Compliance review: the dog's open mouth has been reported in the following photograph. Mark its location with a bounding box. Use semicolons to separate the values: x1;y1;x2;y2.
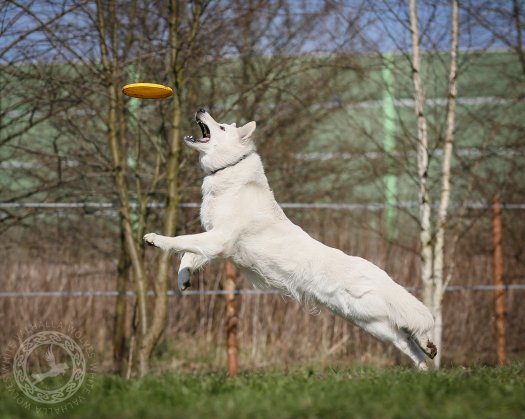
184;116;211;143
197;119;211;142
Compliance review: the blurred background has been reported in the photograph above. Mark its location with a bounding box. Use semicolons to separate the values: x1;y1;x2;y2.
0;0;525;374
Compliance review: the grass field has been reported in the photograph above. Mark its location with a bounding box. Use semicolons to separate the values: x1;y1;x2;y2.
--*--
◆ **What to work on**
Add 26 to each bounding-box coordinate in the listing above and write out the whole listing again, with every text line included. Leave out the pictures.

◆ **Worked answer**
Compliance review: the dog's open mouth has been reported in the following photograph. Mark its location with a bounding box. Use semicolons to separate the values: x1;y1;x2;y2.
210;142;237;169
223;145;237;168
Compliance review: the blurred background has been reported in the photograph above. Mark its location with a bounding box. Use semicolons to separate the values: x1;y1;x2;y2.
26;26;551;400
Compliance review: the grass field has been reported in the photograph above. Mark its location with a bounding box. Use semicolons to separate the values: x1;y1;x2;y2.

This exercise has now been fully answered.